## STATED PROBLEM
Rewrite the data as a numbered list, beginning with the line containing "target: cumulus cloud" and continuing through the line containing "870 425 L 828", with any blank lines left out.
— start PROVIDED DATA —
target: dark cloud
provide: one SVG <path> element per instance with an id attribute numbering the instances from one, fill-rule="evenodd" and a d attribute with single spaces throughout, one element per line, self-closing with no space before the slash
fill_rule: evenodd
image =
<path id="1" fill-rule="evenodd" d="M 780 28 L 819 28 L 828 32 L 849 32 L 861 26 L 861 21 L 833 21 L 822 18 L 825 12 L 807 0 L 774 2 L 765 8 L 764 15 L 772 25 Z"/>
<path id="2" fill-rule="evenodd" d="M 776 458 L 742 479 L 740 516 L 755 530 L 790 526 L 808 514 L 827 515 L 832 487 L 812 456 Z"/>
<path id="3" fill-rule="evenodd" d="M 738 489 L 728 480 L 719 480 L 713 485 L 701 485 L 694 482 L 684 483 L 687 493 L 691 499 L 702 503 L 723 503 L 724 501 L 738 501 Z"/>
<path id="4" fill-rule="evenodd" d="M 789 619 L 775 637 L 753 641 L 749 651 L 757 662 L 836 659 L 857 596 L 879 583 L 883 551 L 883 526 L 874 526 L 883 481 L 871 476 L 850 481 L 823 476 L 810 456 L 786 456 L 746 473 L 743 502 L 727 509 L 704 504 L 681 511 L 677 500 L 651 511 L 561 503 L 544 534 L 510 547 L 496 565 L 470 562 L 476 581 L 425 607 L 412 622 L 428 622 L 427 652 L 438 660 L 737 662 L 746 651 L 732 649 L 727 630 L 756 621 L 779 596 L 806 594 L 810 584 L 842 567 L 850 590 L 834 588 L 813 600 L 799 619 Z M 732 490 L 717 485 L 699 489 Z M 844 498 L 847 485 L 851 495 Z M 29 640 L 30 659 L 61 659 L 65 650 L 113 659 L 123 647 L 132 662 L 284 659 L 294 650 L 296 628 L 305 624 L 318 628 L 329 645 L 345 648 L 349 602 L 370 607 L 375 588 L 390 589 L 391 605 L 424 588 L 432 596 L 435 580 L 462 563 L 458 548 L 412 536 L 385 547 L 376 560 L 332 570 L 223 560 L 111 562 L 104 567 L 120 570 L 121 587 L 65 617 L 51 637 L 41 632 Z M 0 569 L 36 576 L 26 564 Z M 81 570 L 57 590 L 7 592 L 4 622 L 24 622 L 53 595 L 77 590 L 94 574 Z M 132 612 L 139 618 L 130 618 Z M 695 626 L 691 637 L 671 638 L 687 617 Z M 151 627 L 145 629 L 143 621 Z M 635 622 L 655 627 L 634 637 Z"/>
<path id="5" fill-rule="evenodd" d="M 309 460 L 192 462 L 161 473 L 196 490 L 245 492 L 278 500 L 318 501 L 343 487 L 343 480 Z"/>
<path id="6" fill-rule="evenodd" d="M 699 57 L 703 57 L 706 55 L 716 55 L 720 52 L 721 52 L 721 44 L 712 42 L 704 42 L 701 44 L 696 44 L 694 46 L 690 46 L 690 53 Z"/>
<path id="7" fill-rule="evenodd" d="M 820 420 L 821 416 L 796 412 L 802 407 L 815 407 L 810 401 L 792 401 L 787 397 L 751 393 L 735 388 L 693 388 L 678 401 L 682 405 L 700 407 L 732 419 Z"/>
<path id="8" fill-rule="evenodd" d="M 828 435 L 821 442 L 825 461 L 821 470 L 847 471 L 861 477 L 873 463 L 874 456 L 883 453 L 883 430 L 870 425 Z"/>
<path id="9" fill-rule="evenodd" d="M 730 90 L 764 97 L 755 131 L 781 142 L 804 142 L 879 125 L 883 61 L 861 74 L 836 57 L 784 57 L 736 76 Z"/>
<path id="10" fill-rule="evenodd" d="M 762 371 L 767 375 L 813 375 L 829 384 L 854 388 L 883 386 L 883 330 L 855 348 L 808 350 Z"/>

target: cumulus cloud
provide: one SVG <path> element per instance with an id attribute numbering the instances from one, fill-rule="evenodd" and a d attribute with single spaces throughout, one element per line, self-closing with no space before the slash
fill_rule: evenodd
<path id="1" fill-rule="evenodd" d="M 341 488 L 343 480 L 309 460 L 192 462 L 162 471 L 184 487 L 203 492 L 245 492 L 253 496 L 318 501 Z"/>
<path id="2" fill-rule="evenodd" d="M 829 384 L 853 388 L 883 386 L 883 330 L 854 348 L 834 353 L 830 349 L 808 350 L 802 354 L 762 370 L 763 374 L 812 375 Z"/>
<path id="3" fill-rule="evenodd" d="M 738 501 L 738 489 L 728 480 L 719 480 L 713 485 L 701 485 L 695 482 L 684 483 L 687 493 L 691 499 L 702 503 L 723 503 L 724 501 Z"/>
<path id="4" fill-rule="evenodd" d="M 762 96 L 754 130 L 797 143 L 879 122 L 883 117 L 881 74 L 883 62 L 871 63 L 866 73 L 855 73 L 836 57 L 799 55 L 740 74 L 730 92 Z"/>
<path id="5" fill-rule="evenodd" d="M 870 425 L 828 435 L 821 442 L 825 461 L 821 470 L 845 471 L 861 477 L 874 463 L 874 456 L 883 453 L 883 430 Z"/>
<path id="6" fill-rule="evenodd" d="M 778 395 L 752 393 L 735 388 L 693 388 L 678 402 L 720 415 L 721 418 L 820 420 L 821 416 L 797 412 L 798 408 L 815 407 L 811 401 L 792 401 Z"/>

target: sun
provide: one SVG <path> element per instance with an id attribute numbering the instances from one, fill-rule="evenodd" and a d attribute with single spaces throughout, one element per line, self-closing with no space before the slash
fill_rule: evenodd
— end PROVIDED DATA —
## PROBLEM SOLUTION
1. target: cumulus cloud
2. provide: one SVG <path> element per instance with an id attribute numbering the instances from one, fill-rule="evenodd" and a d attribute with single spaces throughout, one element per line, self-closing with no space before the slash
3. fill_rule: evenodd
4. <path id="1" fill-rule="evenodd" d="M 341 488 L 343 480 L 309 460 L 192 462 L 162 471 L 184 487 L 203 492 L 245 492 L 253 496 L 318 501 Z"/>
5. <path id="2" fill-rule="evenodd" d="M 829 384 L 853 388 L 883 386 L 883 330 L 854 348 L 834 353 L 830 349 L 808 350 L 802 354 L 762 370 L 763 374 L 812 375 Z"/>
6. <path id="3" fill-rule="evenodd" d="M 738 501 L 738 489 L 728 480 L 719 480 L 713 485 L 701 485 L 695 482 L 684 483 L 687 493 L 691 499 L 702 503 L 723 503 L 724 501 Z"/>
7. <path id="4" fill-rule="evenodd" d="M 762 96 L 754 130 L 797 143 L 879 122 L 883 117 L 881 74 L 883 62 L 871 63 L 866 73 L 855 73 L 836 57 L 799 55 L 740 74 L 730 92 Z"/>
8. <path id="5" fill-rule="evenodd" d="M 870 425 L 828 435 L 821 442 L 825 461 L 821 470 L 845 471 L 861 477 L 874 463 L 874 456 L 883 453 L 883 430 Z"/>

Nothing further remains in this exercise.